Your goal: Write each line exactly as it stands, from the line containing "of the metal" through the end of the data.

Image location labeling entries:
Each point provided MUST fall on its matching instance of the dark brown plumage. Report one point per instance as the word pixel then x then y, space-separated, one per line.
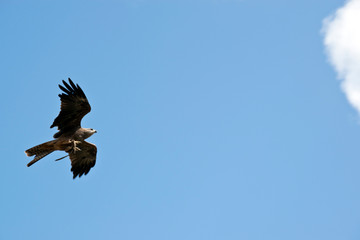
pixel 71 136
pixel 74 106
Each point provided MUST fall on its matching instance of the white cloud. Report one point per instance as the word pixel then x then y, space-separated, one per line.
pixel 342 42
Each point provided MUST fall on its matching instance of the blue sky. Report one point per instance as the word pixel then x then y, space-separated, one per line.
pixel 216 120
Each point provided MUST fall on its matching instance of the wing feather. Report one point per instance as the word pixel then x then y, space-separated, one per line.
pixel 84 159
pixel 74 106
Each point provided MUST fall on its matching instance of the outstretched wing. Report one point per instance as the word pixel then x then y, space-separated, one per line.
pixel 74 106
pixel 84 159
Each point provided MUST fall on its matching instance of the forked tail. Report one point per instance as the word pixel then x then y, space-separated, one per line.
pixel 40 151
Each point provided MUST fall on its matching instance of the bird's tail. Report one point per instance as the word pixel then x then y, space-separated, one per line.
pixel 40 151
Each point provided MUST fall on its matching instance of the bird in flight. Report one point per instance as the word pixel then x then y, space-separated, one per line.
pixel 70 136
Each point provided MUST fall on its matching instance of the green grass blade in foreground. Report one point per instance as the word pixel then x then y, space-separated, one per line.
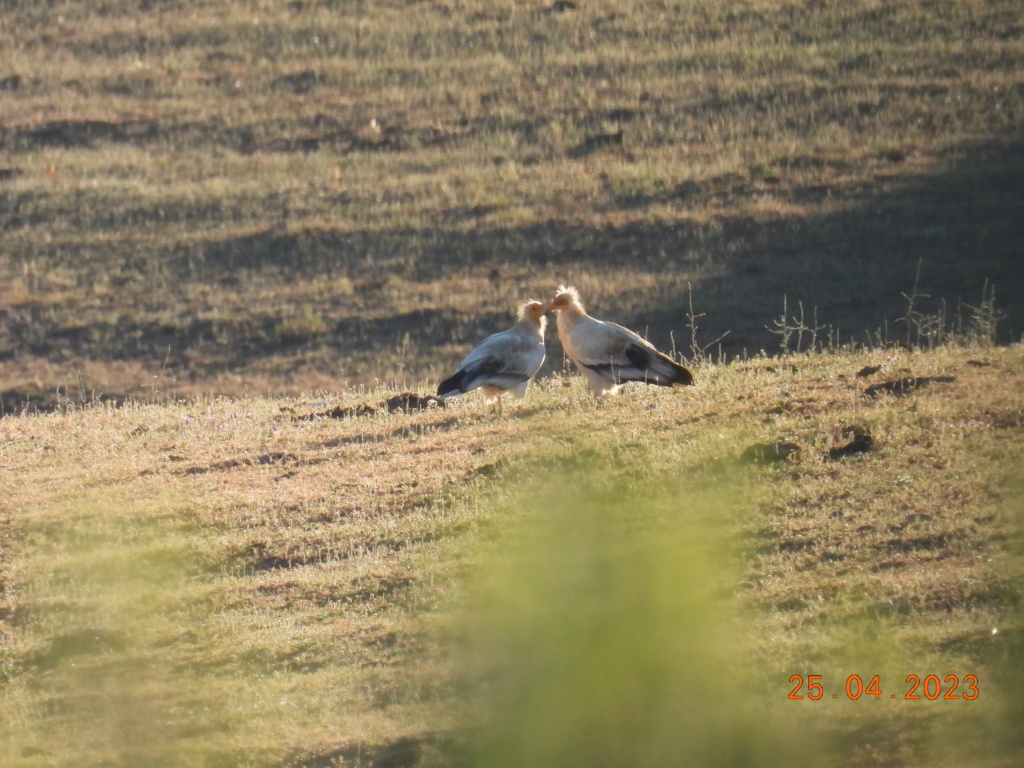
pixel 606 635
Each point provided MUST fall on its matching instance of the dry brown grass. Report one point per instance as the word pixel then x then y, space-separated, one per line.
pixel 221 198
pixel 247 588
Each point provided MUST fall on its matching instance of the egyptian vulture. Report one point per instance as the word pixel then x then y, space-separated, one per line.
pixel 504 361
pixel 608 354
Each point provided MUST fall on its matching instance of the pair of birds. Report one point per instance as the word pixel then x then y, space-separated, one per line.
pixel 607 354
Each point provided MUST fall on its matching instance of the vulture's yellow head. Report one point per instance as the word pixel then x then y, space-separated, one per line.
pixel 565 298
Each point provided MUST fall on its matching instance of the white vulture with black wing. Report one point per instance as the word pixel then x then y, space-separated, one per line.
pixel 504 363
pixel 607 354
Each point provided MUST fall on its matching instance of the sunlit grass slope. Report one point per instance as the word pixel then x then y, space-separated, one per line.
pixel 224 583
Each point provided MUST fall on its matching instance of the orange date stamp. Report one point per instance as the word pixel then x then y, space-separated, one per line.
pixel 931 687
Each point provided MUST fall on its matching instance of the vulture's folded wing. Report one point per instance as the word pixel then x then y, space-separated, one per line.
pixel 622 355
pixel 502 360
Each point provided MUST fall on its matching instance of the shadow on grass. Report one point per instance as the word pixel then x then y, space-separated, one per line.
pixel 850 270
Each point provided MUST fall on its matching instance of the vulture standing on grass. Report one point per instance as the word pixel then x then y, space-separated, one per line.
pixel 607 354
pixel 504 361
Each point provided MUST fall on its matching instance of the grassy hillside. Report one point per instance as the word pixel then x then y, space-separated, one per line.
pixel 235 197
pixel 232 230
pixel 231 583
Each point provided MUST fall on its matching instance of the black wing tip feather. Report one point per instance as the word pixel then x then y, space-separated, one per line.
pixel 648 367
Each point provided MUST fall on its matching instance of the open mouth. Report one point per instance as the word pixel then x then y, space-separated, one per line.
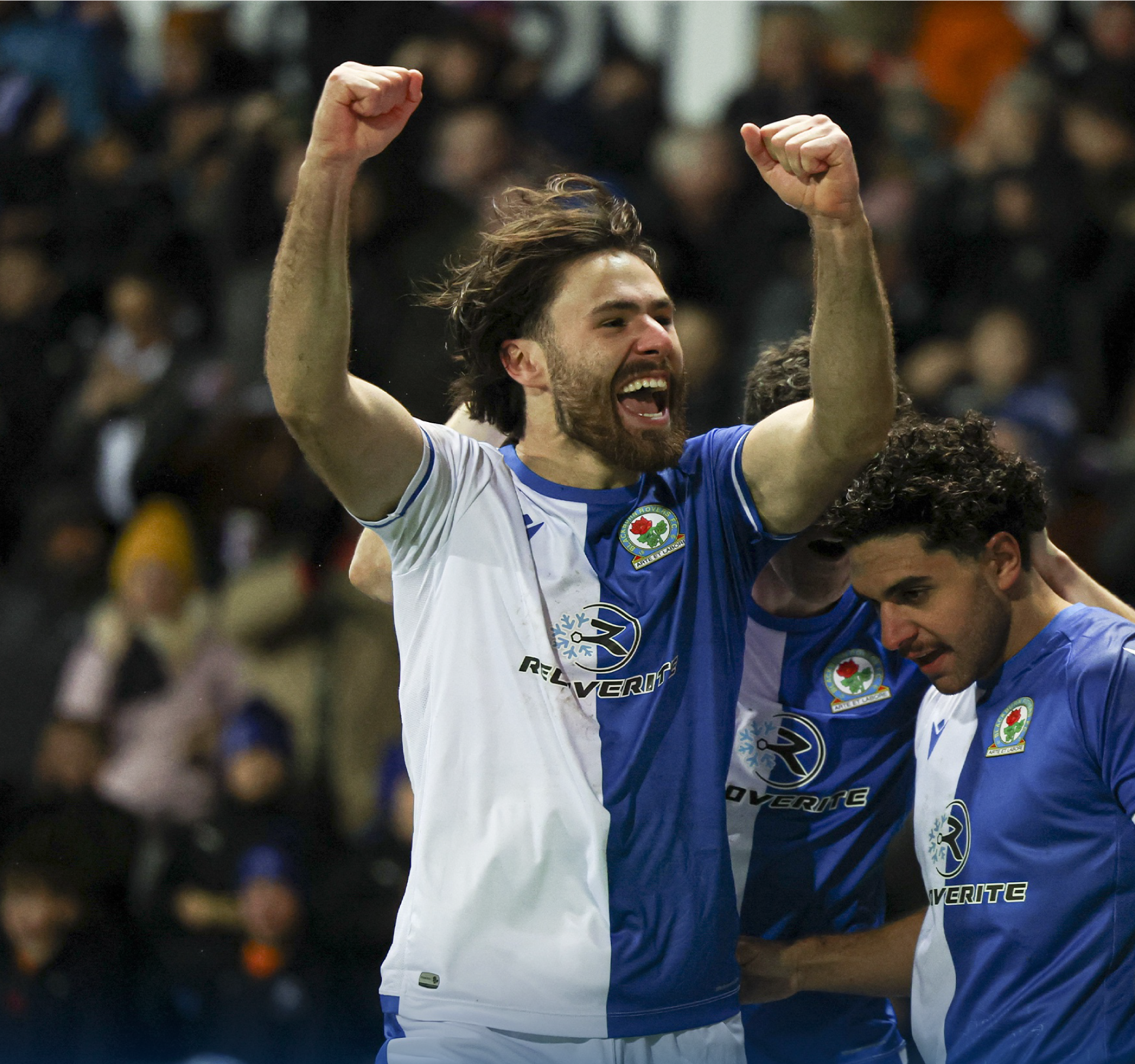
pixel 925 660
pixel 646 398
pixel 830 549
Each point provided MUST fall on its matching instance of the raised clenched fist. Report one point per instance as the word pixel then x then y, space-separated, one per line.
pixel 809 163
pixel 361 111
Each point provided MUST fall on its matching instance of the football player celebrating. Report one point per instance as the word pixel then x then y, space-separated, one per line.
pixel 822 774
pixel 1025 768
pixel 571 607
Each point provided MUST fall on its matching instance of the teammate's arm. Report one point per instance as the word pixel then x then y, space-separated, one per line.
pixel 1069 581
pixel 799 459
pixel 875 964
pixel 364 444
pixel 370 566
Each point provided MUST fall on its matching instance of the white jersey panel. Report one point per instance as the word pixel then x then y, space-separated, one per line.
pixel 758 700
pixel 508 897
pixel 946 728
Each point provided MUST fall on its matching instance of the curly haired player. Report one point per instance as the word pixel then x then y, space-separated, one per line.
pixel 1025 768
pixel 570 675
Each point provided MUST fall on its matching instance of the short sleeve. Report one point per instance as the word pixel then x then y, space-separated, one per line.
pixel 719 453
pixel 1107 709
pixel 453 470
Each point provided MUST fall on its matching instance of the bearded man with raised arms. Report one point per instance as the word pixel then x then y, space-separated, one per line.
pixel 570 607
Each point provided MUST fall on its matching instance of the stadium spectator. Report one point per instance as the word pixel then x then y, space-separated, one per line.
pixel 115 433
pixel 270 1003
pixel 46 591
pixel 63 986
pixel 153 670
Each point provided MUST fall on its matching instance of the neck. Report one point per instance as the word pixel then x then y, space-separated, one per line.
pixel 549 453
pixel 777 597
pixel 1032 605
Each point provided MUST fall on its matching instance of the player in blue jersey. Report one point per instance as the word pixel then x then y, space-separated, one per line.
pixel 1025 780
pixel 570 607
pixel 822 775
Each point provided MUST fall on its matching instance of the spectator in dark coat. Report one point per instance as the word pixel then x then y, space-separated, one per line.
pixel 270 1004
pixel 197 911
pixel 63 987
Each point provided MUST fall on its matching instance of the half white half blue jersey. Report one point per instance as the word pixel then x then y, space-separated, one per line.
pixel 1023 823
pixel 570 666
pixel 821 780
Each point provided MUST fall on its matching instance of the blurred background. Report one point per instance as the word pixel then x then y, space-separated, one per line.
pixel 205 817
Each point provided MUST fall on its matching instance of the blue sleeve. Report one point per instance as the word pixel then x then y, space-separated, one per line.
pixel 1107 709
pixel 719 454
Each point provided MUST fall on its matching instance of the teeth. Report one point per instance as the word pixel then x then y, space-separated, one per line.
pixel 655 384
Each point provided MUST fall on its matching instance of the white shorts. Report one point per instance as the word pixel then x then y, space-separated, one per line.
pixel 433 1042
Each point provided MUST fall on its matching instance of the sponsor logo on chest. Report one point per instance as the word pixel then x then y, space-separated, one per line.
pixel 948 848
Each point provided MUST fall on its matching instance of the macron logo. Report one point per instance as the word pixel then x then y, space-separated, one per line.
pixel 936 732
pixel 531 529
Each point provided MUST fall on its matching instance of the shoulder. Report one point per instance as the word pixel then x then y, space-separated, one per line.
pixel 1101 654
pixel 713 446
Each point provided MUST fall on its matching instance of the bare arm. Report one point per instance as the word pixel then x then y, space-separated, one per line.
pixel 799 459
pixel 370 567
pixel 1069 581
pixel 361 442
pixel 877 964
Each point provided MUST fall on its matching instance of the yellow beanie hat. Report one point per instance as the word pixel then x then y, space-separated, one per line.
pixel 159 531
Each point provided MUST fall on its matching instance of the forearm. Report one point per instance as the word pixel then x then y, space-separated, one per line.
pixel 309 318
pixel 852 350
pixel 877 964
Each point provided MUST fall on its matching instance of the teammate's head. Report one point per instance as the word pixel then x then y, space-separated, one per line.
pixel 814 565
pixel 561 316
pixel 781 376
pixel 939 528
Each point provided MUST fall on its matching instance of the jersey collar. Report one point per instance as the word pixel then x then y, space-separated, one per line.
pixel 828 619
pixel 592 496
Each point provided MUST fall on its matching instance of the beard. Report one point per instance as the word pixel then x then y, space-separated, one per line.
pixel 586 412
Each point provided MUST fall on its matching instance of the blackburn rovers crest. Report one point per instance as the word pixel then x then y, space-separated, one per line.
pixel 651 533
pixel 1010 728
pixel 855 677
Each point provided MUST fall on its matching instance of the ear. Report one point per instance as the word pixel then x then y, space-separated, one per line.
pixel 1003 553
pixel 526 364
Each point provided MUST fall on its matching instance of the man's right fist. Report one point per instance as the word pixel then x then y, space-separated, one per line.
pixel 361 111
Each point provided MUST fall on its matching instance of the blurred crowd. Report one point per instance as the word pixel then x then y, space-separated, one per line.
pixel 205 817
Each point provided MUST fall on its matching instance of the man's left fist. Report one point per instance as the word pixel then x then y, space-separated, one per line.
pixel 809 163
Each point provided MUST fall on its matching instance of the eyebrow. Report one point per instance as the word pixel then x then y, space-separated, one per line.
pixel 631 306
pixel 904 585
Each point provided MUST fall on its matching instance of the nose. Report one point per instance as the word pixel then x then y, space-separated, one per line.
pixel 653 337
pixel 897 630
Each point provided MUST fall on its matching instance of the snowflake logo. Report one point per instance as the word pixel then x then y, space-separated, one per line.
pixel 572 649
pixel 756 754
pixel 936 849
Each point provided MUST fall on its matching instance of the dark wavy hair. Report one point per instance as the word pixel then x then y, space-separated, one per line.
pixel 949 482
pixel 782 376
pixel 503 290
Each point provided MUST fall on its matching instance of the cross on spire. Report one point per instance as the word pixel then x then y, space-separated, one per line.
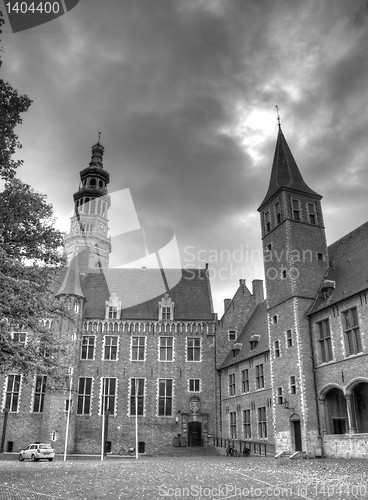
pixel 278 116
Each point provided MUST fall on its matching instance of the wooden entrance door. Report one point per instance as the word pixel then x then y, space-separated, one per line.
pixel 194 434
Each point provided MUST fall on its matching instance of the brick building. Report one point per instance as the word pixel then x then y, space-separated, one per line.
pixel 296 376
pixel 288 371
pixel 142 340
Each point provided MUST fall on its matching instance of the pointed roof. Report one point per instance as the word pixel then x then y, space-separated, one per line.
pixel 256 327
pixel 285 172
pixel 71 284
pixel 348 268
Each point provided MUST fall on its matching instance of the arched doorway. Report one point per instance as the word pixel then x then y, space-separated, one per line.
pixel 360 405
pixel 194 434
pixel 336 412
pixel 296 432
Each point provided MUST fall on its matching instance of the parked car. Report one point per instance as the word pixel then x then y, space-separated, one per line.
pixel 37 451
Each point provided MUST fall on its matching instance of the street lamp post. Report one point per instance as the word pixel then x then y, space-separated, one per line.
pixel 6 413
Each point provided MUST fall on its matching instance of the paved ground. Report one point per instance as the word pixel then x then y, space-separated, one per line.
pixel 184 477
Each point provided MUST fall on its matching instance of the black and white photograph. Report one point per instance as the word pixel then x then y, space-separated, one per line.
pixel 183 249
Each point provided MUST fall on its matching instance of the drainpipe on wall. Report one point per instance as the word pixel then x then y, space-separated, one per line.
pixel 315 386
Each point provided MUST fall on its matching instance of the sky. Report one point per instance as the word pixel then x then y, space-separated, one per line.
pixel 184 92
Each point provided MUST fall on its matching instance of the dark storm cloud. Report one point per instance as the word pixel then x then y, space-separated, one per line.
pixel 184 92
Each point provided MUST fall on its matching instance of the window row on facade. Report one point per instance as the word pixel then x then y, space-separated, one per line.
pixel 351 331
pixel 275 216
pixel 107 398
pixel 245 381
pixel 138 348
pixel 257 430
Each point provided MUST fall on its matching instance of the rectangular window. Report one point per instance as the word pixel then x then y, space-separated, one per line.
pixel 88 347
pixel 296 209
pixel 280 396
pixel 324 340
pixel 113 312
pixel 194 385
pixel 245 380
pixel 292 385
pixel 84 396
pixel 246 424
pixel 111 347
pixel 108 395
pixel 233 425
pixel 39 394
pixel 278 213
pixel 277 348
pixel 165 397
pixel 19 338
pixel 353 340
pixel 312 213
pixel 232 335
pixel 259 377
pixel 193 349
pixel 166 313
pixel 166 348
pixel 137 396
pixel 262 423
pixel 12 392
pixel 138 348
pixel 267 222
pixel 289 338
pixel 232 388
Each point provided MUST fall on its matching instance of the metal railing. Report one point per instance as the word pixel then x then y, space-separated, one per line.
pixel 255 447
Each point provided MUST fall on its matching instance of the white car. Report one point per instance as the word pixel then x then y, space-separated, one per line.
pixel 36 451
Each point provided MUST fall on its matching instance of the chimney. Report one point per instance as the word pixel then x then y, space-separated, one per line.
pixel 258 291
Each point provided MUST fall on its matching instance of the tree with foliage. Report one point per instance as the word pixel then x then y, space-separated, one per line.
pixel 30 259
pixel 12 104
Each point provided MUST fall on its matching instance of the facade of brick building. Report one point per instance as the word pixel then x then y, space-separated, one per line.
pixel 288 371
pixel 142 340
pixel 310 334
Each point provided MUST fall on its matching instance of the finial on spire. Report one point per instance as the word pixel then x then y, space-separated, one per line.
pixel 278 116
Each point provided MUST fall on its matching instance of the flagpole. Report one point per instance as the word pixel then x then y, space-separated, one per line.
pixel 68 414
pixel 136 421
pixel 103 420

Solution:
Each point provided MUST fall on its matching instance of the metal railing. Report one point per instance as the word pixel then x then y, space-separated, one per line.
pixel 255 447
Each point provided MUST fall on its matching instance of the white car. Report one point per instance as the word pixel then x then y, space-separated, one per line.
pixel 36 451
Each point provided MUST fall on its matching instance of the chimney. Report one point per instance as the word pixel then x then y, space-separated, one per line.
pixel 258 291
Each point provided MUST fall on its matching instance of the tree with foliage. Report one point per instance as the word pixel then x then y, space-separated, one per line.
pixel 30 259
pixel 12 104
Each point provided MUST fall on its matching instance of the facade of brick building. Report one point per instance as the word pixel then x then y, space-separated, one per line.
pixel 288 371
pixel 142 340
pixel 310 334
Each point provided MUST fall on its matching instance of the finial on spire. Report one point per instance as the word pixel then x then y, space-separated, one per line.
pixel 278 116
Each point provided MUST fall on its matching instance of the flagpole. Report one point per instance as the word pixel then x then y, space-separated, one per line.
pixel 68 414
pixel 136 421
pixel 103 420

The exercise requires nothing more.